■ **What is expected**
Repeat the entries below verbatim, starting at the line that contains "Reviewer note: verify that every instance of the green" and ending at the line that contains "[[452, 219], [424, 153], [493, 200], [567, 219]]", with both of those lines included.

■ **Data**
# # # # # # #
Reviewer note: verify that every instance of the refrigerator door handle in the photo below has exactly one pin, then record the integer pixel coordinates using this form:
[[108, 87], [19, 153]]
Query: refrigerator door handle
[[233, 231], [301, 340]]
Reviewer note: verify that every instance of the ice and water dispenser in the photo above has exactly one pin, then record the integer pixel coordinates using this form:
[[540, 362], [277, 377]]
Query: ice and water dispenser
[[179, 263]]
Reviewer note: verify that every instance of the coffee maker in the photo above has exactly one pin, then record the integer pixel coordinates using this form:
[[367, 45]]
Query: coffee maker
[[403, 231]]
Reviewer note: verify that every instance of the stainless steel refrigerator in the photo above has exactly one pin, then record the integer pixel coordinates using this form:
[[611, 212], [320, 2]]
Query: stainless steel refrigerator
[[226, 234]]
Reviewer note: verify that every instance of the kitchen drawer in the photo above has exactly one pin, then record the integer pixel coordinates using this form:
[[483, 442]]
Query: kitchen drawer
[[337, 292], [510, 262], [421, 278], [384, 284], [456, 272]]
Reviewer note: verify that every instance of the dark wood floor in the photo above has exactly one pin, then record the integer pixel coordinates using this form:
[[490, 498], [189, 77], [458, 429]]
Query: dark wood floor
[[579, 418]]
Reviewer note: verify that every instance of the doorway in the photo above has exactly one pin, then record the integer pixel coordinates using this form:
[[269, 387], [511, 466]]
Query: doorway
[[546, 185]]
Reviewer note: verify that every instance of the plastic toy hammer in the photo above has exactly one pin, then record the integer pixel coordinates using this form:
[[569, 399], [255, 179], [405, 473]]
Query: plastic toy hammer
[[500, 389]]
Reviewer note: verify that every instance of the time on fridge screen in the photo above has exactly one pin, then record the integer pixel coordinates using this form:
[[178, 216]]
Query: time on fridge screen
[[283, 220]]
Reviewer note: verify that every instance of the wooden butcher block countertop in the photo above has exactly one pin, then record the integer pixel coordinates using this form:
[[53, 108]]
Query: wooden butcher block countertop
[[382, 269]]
# # # # # # #
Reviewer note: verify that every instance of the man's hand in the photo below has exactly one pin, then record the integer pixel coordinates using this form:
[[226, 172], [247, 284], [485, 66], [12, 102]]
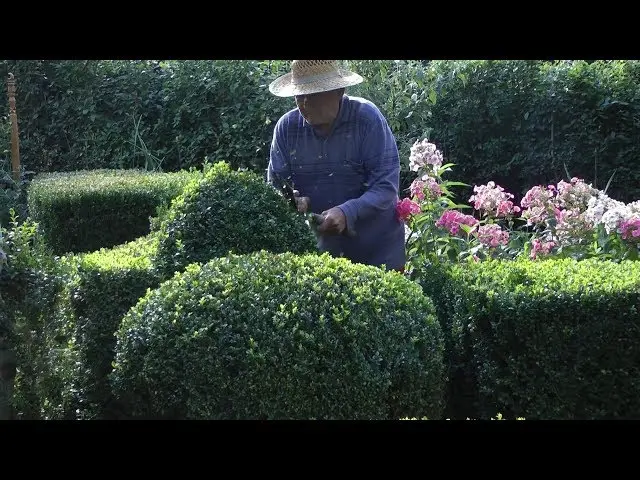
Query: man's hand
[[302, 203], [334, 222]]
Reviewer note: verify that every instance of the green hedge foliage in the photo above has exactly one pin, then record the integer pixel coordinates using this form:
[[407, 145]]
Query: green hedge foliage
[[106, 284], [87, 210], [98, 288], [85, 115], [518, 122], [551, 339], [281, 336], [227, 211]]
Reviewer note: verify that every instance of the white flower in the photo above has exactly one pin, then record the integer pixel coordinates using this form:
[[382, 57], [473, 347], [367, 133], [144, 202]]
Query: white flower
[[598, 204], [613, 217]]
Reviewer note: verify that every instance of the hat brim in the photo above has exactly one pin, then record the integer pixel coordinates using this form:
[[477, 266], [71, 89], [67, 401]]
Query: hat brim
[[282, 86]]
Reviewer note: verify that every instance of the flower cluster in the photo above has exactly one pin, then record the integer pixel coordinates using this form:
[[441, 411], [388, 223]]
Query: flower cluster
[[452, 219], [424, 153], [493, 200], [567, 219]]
# # # # # # #
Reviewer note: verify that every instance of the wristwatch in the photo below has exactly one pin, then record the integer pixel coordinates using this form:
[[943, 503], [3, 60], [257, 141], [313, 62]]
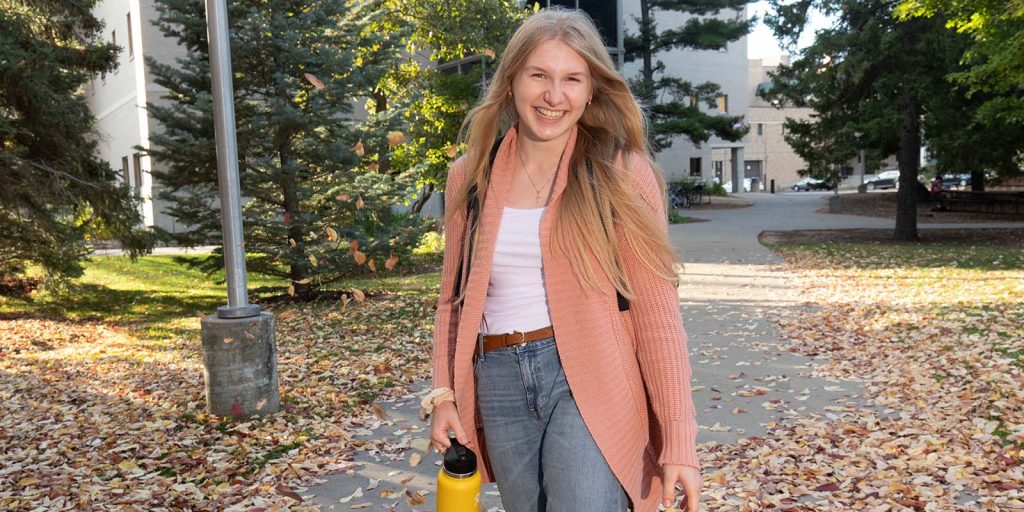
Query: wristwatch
# # # # # # #
■ **Response to this task**
Reviewer note: verify that every instance of the green hedge foliage in the photo above has exactly one pin, then record the integer pixel coordinates using this form:
[[407, 145]]
Query: green hedge foliage
[[106, 284], [87, 210], [98, 288], [85, 115], [518, 122], [551, 339], [281, 336], [227, 211]]
Reviewer note: verify that every instance of the white flower in the photo above has exactly one pin, then record the integer pixel coordinates using this form:
[[382, 57], [473, 347], [367, 133], [144, 202]]
Query: white flower
[[598, 204], [613, 217]]
Reviewer note: verify that every instance of the hat brim in the photo above has exactly one pin, then record the integer pixel coordinates using this form:
[[477, 266], [71, 89], [67, 401]]
Query: hat brim
[[282, 86]]
Reviewer note: verify that every instance of the flower cluster in the photo above has exactly one pin, then record the integer pixel coordinates using this form:
[[441, 411], [388, 223]]
Query: flower cluster
[[452, 219], [424, 153], [493, 200], [567, 219]]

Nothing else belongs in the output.